* Testo di lettura *
===============
Translate

martedì 30 ottobre 2012

Non si esce vivi dagli anni ’90. Nè da nessun altro decennio. American Horror Story.


Vi racconterò una storia, miei giovani lettori.
Anni e anni or sono, ci fu un tempo - una sorta di Età dell’Oro - in cui la gente non faceva/ascoltava/mangiava/guardava cose solo perché farlo era cool. Bensì, mirabile dictu, semplicemente perché amava farle. E viceversa: in questo tempo remoto, nessuno si asteneva dal fare/ascoltare/mangiare/guardare qualcosa solo perché quel qualcosa era troppo mainstream. No: in quell’epoca favolosa, le cose ti piacevano o ti facevano cagare per davvero. 

Questo tempo incantato, amici miei, è noto ai posteri come “Gli Anni ’90”.
E nel pieno degli Anni ’90, io ero bimbetta che giocava con le Barbie e studiava sul sussidiario. Lynch, non sapevo nemmeno chi fosse. (Giustamente, che diamine. Già ero precocemente rovinata dalla filmografia di Dario Argento, a tutto c’è un limite.) Né avevo la più pallida idea del fatto che un giorno sarei stata considerata intelligente, se avessi apprezzato (o anche solo capito)  i suoi film. Quello che sapevo, negli anni ’90, era che quando dalla TV partiva quella musichetta inquietante, era ora di scappare più lontano possibile e cercare di dimenticarla in fretta. Perché ero una bambina, una bambina genuina  - tonta - come solo quelle degli anni ’90 sapevano essere. E non avevo alcuna remora a manifestare disgusto per qualcosa che effettivamente mi faceva cagare sotto.
===============
* Compiti da svolgere *
1. Nel testo sugli anni ’90, con che cosa giocava chi scrive nel pieno di quel decennio?
2. Trascrivi dal testo sugli anni ’90 il passo che comincia con "Questo tempo incantato, amici" e prosegue fino a "faceva cagare sotto.".
===============
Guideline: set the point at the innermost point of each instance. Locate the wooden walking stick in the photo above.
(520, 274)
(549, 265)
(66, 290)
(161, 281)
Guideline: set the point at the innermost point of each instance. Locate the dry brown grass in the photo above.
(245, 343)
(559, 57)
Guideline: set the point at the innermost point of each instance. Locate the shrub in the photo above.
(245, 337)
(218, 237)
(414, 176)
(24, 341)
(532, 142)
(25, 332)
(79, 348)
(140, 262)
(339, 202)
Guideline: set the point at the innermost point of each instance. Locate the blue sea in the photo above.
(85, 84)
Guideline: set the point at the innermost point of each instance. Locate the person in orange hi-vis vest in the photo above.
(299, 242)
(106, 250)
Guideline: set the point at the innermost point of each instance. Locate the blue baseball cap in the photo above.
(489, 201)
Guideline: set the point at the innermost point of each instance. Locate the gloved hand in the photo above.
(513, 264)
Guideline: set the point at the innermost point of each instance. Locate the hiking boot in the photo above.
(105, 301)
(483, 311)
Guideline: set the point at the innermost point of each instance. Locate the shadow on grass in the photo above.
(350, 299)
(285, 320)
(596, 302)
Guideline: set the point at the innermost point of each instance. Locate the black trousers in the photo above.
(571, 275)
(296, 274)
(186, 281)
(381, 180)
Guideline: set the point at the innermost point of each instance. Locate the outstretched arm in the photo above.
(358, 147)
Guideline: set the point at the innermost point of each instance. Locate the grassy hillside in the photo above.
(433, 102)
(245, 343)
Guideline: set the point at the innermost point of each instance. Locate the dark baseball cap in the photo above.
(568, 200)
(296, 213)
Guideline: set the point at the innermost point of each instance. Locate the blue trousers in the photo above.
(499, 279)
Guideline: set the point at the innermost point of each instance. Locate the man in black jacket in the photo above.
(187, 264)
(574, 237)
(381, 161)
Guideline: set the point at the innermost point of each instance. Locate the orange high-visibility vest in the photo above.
===============
* Compiti risolti *
1. Con le Barbie.

2.
Questo tempo incantato, amici miei, è noto ai posteri come “Gli Anni ’90”.
E nel pieno degli Anni ’90, io ero bimbetta che giocava con le Barbie e studiava sul sussidiario. Lynch, non sapevo nemmeno chi fosse. (Giustamente, che diamine. Già ero precocemente rovinata dalla filmografia di Dario Argento, a tutto c’è un limite.) Né avevo la più pallida idea del fatto che un giorno sarei stata considerata intelligente, se avessi apprezzato (o anche solo capito)  i suoi film. Quello che sapevo, negli anni ’90, era che quando dalla TV partiva quella musichetta inquietante, era ora di scappare più lontano possibile e cercare di dimenticarla in fretta. Perché ero una bambina, una bambina genuina  - tonta - come solo quelle degli anni ’90 sapevano essere. E non avevo alcuna remora a manifestare disgusto per qualcosa che effettivamente mi faceva cagare sotto.